DIRECTIVE: Repeat exactly the lines of the listing from the line containing "Would you be able to pick out the orange high-visibility" through its last line, and nothing beyond them.

WORKING DATA:
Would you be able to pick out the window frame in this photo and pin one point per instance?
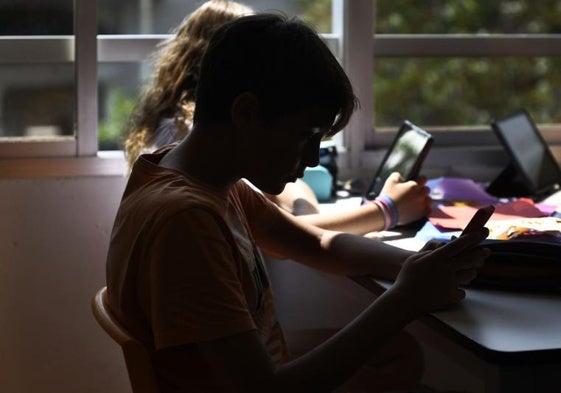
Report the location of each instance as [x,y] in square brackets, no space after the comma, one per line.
[353,31]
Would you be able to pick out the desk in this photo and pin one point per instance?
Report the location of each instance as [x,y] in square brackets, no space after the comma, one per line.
[503,341]
[510,341]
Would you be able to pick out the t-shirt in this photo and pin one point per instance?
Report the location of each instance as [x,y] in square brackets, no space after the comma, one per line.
[183,266]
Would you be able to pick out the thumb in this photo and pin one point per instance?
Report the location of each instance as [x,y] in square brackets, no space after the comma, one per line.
[396,177]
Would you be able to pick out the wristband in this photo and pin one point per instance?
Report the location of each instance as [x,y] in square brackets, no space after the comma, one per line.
[384,209]
[393,208]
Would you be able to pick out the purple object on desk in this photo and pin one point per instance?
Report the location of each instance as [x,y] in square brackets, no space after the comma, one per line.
[459,189]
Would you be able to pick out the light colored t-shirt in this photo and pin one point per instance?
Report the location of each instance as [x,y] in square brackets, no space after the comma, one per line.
[183,266]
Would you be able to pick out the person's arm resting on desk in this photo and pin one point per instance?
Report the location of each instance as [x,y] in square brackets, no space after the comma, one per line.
[411,199]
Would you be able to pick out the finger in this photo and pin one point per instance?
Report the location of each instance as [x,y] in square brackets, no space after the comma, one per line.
[473,259]
[462,243]
[458,294]
[422,180]
[396,177]
[464,277]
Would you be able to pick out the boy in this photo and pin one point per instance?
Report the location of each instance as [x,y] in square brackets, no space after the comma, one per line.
[185,274]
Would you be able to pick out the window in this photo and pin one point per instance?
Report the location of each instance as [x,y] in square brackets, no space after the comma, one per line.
[141,24]
[71,70]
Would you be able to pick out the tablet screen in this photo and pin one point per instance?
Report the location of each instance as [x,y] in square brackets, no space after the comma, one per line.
[528,151]
[405,156]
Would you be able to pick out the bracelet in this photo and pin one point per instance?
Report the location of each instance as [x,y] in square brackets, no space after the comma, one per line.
[388,209]
[385,214]
[393,208]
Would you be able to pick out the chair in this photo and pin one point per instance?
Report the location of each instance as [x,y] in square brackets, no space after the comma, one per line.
[137,359]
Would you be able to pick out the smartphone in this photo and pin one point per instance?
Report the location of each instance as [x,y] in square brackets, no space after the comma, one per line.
[479,219]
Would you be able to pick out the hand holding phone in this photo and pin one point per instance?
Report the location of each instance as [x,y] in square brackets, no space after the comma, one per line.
[479,219]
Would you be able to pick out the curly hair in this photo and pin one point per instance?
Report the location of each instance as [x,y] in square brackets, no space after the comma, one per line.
[171,92]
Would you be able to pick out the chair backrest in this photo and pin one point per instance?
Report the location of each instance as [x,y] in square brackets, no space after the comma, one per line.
[137,358]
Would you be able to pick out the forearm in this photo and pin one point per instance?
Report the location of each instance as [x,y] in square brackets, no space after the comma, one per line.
[358,220]
[352,255]
[330,364]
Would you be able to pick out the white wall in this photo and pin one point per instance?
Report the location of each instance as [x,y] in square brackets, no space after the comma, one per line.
[53,240]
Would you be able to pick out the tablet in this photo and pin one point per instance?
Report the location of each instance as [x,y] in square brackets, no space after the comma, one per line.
[530,156]
[406,155]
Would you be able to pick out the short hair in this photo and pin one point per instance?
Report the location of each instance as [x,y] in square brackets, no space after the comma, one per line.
[282,61]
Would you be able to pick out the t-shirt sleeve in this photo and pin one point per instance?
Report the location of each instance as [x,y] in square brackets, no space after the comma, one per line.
[195,292]
[260,212]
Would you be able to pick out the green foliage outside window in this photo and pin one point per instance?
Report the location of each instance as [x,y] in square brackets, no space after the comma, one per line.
[111,128]
[467,90]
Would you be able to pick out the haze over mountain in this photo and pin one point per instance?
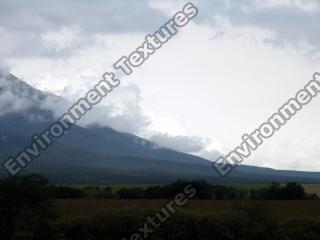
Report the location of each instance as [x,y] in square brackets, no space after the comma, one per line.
[102,155]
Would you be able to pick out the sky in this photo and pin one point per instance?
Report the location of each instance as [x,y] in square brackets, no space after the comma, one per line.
[221,76]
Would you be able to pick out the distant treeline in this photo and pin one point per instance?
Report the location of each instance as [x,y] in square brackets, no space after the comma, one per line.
[290,191]
[27,212]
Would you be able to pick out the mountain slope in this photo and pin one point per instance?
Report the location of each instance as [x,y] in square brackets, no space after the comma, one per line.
[94,154]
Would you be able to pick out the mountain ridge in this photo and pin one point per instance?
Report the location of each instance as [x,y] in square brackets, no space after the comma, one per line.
[102,154]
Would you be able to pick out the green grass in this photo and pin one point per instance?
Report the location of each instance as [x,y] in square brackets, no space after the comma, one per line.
[279,209]
[310,188]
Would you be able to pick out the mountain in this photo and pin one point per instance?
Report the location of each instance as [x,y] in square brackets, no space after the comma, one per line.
[101,154]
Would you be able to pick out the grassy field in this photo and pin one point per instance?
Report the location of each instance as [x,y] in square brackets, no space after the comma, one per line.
[279,209]
[310,188]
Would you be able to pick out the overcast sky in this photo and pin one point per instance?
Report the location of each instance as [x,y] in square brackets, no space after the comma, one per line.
[221,77]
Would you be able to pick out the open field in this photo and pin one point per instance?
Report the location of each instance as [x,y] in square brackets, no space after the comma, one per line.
[279,209]
[310,188]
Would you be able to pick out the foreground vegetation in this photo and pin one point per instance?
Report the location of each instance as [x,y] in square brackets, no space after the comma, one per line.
[28,210]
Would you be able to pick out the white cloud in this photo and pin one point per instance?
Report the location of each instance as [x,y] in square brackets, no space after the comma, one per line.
[221,77]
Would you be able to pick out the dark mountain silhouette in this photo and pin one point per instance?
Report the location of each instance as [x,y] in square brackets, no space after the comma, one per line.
[103,155]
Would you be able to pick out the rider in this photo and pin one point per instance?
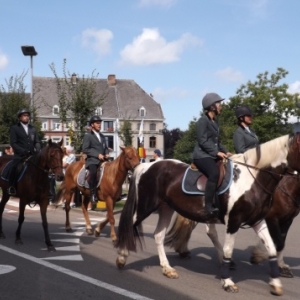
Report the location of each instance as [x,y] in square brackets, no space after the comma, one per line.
[95,147]
[24,141]
[208,148]
[244,137]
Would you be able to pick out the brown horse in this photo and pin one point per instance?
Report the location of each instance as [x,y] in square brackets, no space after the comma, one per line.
[33,186]
[109,190]
[246,202]
[285,207]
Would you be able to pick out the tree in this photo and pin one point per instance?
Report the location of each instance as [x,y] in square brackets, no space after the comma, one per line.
[125,133]
[170,139]
[12,99]
[78,100]
[184,147]
[271,104]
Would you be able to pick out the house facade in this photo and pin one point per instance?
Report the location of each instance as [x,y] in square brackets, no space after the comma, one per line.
[124,100]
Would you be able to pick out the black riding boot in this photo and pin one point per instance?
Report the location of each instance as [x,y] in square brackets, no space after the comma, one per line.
[210,191]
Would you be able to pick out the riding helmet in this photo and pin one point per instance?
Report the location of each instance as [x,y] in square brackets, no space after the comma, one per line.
[243,111]
[23,111]
[209,99]
[95,119]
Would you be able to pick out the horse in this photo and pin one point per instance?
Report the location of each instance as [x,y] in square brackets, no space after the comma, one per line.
[285,206]
[246,202]
[109,189]
[33,185]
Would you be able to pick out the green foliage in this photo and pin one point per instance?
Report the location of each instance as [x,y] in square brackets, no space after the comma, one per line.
[78,101]
[184,147]
[12,99]
[125,133]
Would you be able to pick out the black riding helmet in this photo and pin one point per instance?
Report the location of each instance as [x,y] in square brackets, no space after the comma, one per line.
[242,111]
[95,119]
[210,99]
[23,111]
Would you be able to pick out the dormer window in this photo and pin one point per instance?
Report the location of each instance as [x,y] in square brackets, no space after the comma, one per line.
[142,111]
[98,111]
[55,110]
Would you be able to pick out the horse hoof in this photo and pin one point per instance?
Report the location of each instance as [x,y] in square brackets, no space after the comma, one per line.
[185,255]
[51,248]
[89,231]
[231,289]
[276,290]
[286,272]
[171,274]
[120,263]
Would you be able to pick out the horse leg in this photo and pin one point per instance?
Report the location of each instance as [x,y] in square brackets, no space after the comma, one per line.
[84,206]
[3,202]
[262,231]
[43,210]
[164,218]
[21,219]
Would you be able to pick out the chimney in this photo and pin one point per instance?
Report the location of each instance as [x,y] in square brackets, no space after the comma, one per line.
[74,78]
[111,79]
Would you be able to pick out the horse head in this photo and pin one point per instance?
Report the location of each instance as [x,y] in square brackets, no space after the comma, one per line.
[53,159]
[131,157]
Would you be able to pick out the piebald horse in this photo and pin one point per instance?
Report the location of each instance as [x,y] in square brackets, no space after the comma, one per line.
[159,188]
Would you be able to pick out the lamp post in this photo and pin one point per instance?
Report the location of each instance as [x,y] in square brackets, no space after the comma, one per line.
[30,51]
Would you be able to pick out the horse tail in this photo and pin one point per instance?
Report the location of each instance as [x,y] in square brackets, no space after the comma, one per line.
[60,192]
[127,231]
[179,234]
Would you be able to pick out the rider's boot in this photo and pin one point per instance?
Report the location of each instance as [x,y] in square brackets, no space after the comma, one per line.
[210,191]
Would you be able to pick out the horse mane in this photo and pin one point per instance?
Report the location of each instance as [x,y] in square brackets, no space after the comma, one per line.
[268,154]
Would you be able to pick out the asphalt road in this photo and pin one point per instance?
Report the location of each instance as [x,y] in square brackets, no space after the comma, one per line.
[83,267]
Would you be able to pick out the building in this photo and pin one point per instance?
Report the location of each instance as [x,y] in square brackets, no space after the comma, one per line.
[125,100]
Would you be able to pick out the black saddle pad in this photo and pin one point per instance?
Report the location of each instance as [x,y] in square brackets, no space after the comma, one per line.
[7,170]
[189,182]
[82,178]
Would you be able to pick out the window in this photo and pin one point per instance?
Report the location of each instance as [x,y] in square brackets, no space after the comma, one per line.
[55,110]
[108,126]
[152,142]
[56,125]
[142,111]
[98,111]
[152,126]
[110,141]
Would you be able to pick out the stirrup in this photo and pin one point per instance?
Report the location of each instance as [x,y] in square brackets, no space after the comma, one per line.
[12,191]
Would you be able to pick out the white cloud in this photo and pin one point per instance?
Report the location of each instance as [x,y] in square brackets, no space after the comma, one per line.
[3,60]
[229,75]
[151,48]
[97,40]
[166,3]
[294,87]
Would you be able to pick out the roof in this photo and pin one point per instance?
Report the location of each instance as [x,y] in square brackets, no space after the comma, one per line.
[123,98]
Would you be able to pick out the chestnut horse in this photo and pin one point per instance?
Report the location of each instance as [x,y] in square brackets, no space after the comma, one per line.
[33,186]
[159,188]
[109,190]
[285,207]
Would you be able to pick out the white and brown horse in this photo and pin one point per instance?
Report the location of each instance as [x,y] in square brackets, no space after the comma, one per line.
[247,202]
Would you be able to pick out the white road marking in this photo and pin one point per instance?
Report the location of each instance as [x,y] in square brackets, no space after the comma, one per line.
[104,285]
[6,269]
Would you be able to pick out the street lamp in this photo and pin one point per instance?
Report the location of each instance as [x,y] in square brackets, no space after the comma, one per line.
[30,51]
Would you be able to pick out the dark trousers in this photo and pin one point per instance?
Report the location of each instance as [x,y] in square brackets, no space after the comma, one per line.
[93,176]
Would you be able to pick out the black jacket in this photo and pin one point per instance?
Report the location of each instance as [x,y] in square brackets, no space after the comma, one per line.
[22,143]
[244,140]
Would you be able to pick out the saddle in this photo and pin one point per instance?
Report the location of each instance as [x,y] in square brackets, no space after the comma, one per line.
[194,181]
[84,174]
[7,171]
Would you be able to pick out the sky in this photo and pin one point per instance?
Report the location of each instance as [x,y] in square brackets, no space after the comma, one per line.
[177,50]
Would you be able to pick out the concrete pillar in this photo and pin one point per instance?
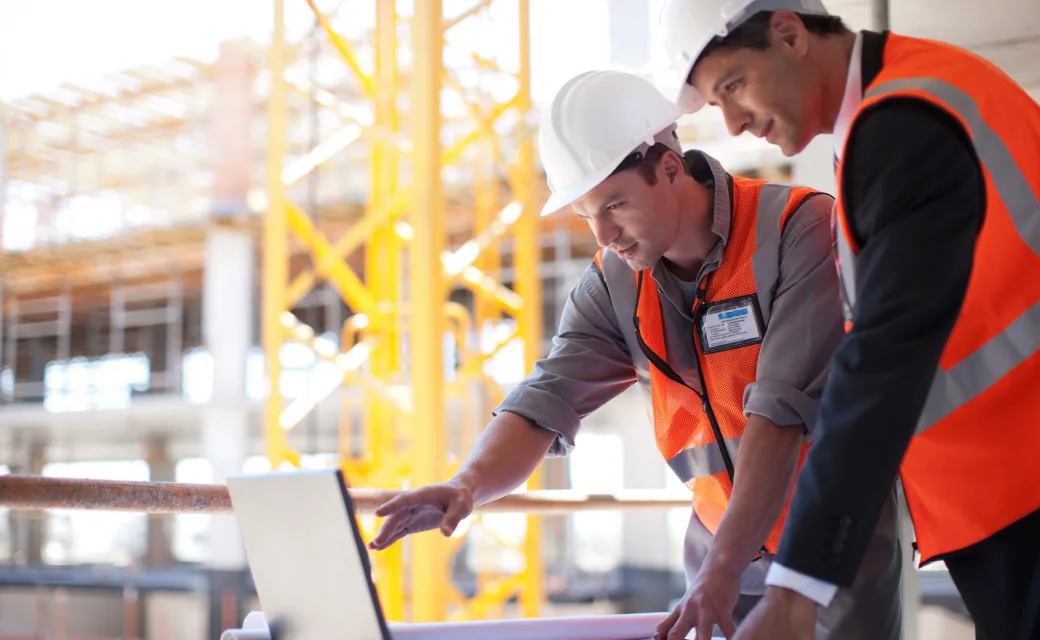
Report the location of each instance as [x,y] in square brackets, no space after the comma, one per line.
[229,307]
[629,28]
[645,542]
[158,551]
[230,127]
[654,577]
[228,311]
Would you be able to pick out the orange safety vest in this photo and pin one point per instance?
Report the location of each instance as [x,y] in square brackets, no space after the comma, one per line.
[971,467]
[689,427]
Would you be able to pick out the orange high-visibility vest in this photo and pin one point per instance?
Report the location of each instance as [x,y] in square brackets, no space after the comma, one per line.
[973,464]
[698,434]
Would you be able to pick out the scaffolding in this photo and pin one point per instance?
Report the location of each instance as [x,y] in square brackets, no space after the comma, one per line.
[392,344]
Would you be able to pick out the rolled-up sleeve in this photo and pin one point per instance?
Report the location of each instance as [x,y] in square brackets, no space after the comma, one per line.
[588,366]
[805,326]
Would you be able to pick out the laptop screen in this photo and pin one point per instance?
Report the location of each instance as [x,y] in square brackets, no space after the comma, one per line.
[309,563]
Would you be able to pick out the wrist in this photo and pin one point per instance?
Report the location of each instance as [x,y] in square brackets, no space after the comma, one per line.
[724,558]
[468,479]
[790,598]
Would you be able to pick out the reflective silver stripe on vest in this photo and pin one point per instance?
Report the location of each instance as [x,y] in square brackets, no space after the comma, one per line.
[952,389]
[702,461]
[847,267]
[1014,188]
[765,262]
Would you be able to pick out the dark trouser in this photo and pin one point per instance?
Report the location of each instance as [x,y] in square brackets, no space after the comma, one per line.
[868,610]
[995,578]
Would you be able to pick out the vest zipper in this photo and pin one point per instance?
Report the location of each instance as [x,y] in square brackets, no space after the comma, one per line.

ANSWER FOR THIS EXERCISE:
Would you be able to pick out the orange high-visibility vest in this photo and pin one point per instance?
Report the location of each instance as [x,y] in square brackets, no space after the comma, one per line.
[973,464]
[698,434]
Would you be able to pick out the scaffolding in this photo and pin one point per instance?
Report the location of each instance as [x,y] in square brackets, no space after the comma, one per line.
[392,344]
Would you be able to pick out the rolled-up sleeve in this photo and pin one point per instance?
Report the location of each instance as [x,y] in square brackets, no space after the comma, one per line.
[588,366]
[805,326]
Would you be able to pick out the laptop screen in this photo and pin one point per instance?
Report the location of each instance as [x,y] in square brackets, no space after the comma, one per line.
[309,563]
Would you be able to pick out the wrist in this photo and pin one point per instance?
Report the location of each instance as [x,y] in square brackets, no space after the comma, one per line.
[724,558]
[468,479]
[790,598]
Would you be able to pick out the reflective silver stripe on vest in this photo and pin one point per instance?
Report the location of each instance as [x,y] in square brackets, no space after the comma, one per line.
[952,389]
[702,461]
[847,267]
[1014,188]
[765,262]
Would you be able to pick out the dark trouser in this photo and pin one point per instance?
Report the location of each instance as [x,y] in square brackets, no space after the comma, one per line.
[868,610]
[995,578]
Would you be able to pick out the vest zipper in this photo and pin one point per instance?
Report the location of each instance as [x,y] in square brackets, no space after the comma, one per line.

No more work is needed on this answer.